=== Data supplied ===

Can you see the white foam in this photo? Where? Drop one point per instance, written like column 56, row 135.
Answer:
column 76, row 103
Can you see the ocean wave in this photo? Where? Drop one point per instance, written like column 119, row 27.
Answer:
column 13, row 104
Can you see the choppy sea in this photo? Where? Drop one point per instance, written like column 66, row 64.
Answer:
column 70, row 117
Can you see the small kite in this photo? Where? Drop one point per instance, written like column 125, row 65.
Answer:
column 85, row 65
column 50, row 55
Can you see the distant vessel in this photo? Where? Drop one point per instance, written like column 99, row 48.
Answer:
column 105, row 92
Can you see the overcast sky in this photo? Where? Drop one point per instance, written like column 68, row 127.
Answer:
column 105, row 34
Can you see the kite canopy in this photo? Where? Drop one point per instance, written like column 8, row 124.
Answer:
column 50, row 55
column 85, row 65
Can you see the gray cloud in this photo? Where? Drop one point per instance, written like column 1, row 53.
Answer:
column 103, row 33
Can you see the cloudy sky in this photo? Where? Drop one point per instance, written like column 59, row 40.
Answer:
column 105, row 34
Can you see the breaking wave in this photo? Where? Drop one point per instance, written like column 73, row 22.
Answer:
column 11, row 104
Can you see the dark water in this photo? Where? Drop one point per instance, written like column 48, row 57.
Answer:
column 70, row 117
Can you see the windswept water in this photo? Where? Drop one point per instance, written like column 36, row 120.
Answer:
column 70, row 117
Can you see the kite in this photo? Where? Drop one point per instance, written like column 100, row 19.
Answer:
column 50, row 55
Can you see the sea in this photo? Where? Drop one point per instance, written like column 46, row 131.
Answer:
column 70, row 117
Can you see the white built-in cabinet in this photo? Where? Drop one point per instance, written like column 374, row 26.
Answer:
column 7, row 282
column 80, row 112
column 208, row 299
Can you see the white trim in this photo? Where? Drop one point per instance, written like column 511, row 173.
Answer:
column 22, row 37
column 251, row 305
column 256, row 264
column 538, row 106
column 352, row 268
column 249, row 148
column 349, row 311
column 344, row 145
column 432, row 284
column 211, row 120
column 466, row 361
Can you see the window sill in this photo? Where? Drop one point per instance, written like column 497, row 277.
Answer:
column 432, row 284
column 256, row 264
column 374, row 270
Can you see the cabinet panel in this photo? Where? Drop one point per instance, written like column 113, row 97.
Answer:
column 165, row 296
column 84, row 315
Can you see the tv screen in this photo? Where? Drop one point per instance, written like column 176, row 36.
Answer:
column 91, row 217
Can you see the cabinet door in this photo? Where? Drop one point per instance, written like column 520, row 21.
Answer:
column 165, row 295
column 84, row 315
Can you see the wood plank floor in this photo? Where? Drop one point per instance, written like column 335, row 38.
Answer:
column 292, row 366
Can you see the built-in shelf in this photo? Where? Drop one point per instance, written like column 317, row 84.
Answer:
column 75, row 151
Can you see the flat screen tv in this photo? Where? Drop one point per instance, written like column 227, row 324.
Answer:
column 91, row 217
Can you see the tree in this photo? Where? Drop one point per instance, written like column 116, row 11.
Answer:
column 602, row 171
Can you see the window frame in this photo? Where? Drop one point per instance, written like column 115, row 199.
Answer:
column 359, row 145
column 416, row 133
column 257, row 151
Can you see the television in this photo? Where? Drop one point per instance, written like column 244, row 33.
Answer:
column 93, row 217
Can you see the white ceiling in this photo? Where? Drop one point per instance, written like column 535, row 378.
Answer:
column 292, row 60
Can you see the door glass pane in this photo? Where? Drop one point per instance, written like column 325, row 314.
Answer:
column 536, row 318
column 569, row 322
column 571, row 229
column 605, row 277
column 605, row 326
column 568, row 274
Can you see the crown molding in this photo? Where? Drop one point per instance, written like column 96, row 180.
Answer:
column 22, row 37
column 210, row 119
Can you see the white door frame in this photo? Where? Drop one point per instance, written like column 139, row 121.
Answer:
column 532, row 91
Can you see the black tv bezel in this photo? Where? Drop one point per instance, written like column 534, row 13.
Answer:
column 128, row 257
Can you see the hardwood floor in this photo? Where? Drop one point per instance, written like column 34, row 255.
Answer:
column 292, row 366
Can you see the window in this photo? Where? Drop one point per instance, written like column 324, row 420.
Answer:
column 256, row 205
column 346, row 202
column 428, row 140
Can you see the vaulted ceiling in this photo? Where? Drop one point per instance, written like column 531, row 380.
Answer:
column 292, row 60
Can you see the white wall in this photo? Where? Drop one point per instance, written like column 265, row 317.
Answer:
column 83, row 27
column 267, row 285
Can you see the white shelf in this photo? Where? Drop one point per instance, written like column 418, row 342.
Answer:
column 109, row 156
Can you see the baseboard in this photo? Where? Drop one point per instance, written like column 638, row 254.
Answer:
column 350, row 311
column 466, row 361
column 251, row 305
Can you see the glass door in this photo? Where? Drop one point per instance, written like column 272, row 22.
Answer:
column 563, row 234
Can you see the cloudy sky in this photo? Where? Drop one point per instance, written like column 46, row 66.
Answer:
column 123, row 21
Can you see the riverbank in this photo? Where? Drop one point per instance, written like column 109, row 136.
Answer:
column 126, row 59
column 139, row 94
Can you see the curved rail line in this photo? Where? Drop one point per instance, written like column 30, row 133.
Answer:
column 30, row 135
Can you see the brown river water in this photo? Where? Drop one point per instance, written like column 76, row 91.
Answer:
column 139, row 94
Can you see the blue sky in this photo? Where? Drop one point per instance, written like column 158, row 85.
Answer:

===

> [Aim]: Copy out all the records above, substituting "Place" for each occurrence of "Drop" and keeping every other word unchanged.

> [Final answer]:
Can you see the white foam in this photo? Where? Place one point per instance, written like column 56, row 135.
Answer:
column 76, row 103
Can you see the ocean wave in this photo? Where? Place one point per instance, written like column 119, row 27.
Answer:
column 13, row 104
Can you see the choppy sea in this photo? Where? Place one point per instance, written like column 66, row 64.
Answer:
column 70, row 117
Can you see the small kite in this photo? Where? Place one point per instance, written like column 125, row 65.
Answer:
column 85, row 65
column 50, row 55
Can you see the distant vessel in this photo? Where? Place one point per instance, written like column 99, row 48.
Answer:
column 105, row 92
Can you see the overcast sky in this photo? Where? Place one point per instance, written like column 68, row 127.
Answer:
column 105, row 34
Can you see the kite canopy in this photo? Where? Place one point per instance, written like column 8, row 124.
Answer:
column 50, row 55
column 85, row 65
Can you see the gray cloud in this photo? Where? Place one point per instance, written like column 1, row 53.
Answer:
column 103, row 33
Can you see the cloudy sky in this photo? Where? Place one point per instance, written like column 59, row 40.
Answer:
column 105, row 34
Can you see the breaking wave in this photo? Where? Place one point per instance, written like column 73, row 22.
Answer:
column 11, row 104
Can you see the dark water in this photo? Where? Place one point per instance, written like column 48, row 57.
Answer:
column 70, row 117
Can you see the windswept water in this photo? Where? Place one point per instance, written like column 36, row 120.
Answer:
column 70, row 117
Can you see the kite in this photo? Where? Place one point per instance, written like column 100, row 19.
Answer:
column 50, row 55
Can you see the sea in this photo? Where? Place one point per instance, written like column 46, row 131.
Answer:
column 70, row 117
Can you see the white built-in cabinet in this photo? Where? Place one point per instance, written like column 374, row 26.
Answer:
column 7, row 282
column 80, row 112
column 208, row 299
Can you see the white trim in this photo? Where? Place one point per instance, written like column 511, row 173.
Answer:
column 22, row 37
column 251, row 305
column 256, row 264
column 538, row 106
column 352, row 268
column 249, row 148
column 349, row 311
column 344, row 145
column 432, row 284
column 211, row 120
column 466, row 361
Can you see the window sill in this photo? Where? Place one point per instance, written like column 497, row 277.
Answer:
column 432, row 284
column 256, row 264
column 374, row 270
Can you see the cabinet panel in this photo? Where? Place one point per instance, written like column 113, row 97.
Answer:
column 165, row 296
column 84, row 315
Can you see the tv screen in this photo? Where? Place one point per instance, written like column 176, row 36.
Answer:
column 91, row 217
Can you see the cabinet door in this photo? Where? Place one point per instance, written like column 520, row 21.
Answer:
column 165, row 295
column 84, row 315
Can you see the wood plank floor in this photo? Where? Place one point per instance, written like column 335, row 38.
Answer:
column 292, row 366
Can you see the built-in shelf in this photo? Where? Place one point per instance, written like column 317, row 84.
Answer:
column 75, row 151
Can you see the flat screen tv in this photo? Where? Place one point per instance, written like column 227, row 324.
Answer:
column 91, row 217
Can you see the tree in this photo? Where? Place one point per instance, written like column 116, row 11.
Answer:
column 602, row 171
Can you see the window frame in this photo? Where? Place one point per instance, written like column 115, row 199.
Answer:
column 359, row 145
column 416, row 133
column 257, row 151
Can you see the television in this photo? Where? Place one point per instance, written like column 244, row 33.
Answer:
column 93, row 217
Can you see the white ceiling in this photo? Where? Place one point per instance, written like column 535, row 378.
Answer:
column 292, row 60
Can you see the door glass pane in this photo? Where? Place one point per instance, written like column 325, row 314.
Answer:
column 536, row 318
column 569, row 322
column 571, row 229
column 605, row 277
column 605, row 326
column 568, row 274
Can you see the crown molding in this photo? Where? Place one point per instance, written like column 96, row 180.
Answer:
column 22, row 37
column 210, row 119
Can you see the white door frame in this photo? Where? Place one point per instance, written like column 139, row 121.
Answer:
column 532, row 91
Can you see the black tv bezel in this photo? Where? Place one point per instance, written like column 534, row 13.
Answer:
column 128, row 257
Can you see the hardwood floor in this photo? Where? Place one point per instance, written like column 34, row 255.
Answer:
column 292, row 366
Can you see the window in this photo? Where? Place one point per instance, written like column 324, row 420.
Answer:
column 256, row 205
column 346, row 202
column 428, row 140
Can you see the vaulted ceiling in this photo? Where? Place one point per instance, written like column 531, row 380.
Answer:
column 292, row 60
Can you see the white wall in this photo? Where? Place one point per instance, written like column 265, row 317.
Answer:
column 83, row 27
column 267, row 285
Can you see the white shelf in this photo? Where? Place one point per instance, written like column 418, row 342.
Answer:
column 109, row 156
Can you see the baseboard in this photo? Where? Place one point per instance, written like column 638, row 254.
Answer:
column 350, row 311
column 466, row 361
column 251, row 305
Can you see the glass door in this photo? Where? Place one point per instance, written like column 272, row 22.
Answer:
column 563, row 234
Can you see the cloudy sky in this photo? Where? Place one point per instance, written like column 46, row 66.
Answer:
column 123, row 21
Can you see the riverbank in this photo? Where? Place one point per instance, written like column 109, row 136.
Answer:
column 126, row 59
column 139, row 94
Can you see the curved rail line in this photo? Where? Place one point per instance, written like column 30, row 133.
Answer:
column 30, row 135
Can you see the brown river water in this photo? Where? Place one point per instance, written like column 76, row 91.
Answer:
column 139, row 94
Can you see the blue sky in this photo? Where? Place one point per instance, written like column 158, row 85.
Answer:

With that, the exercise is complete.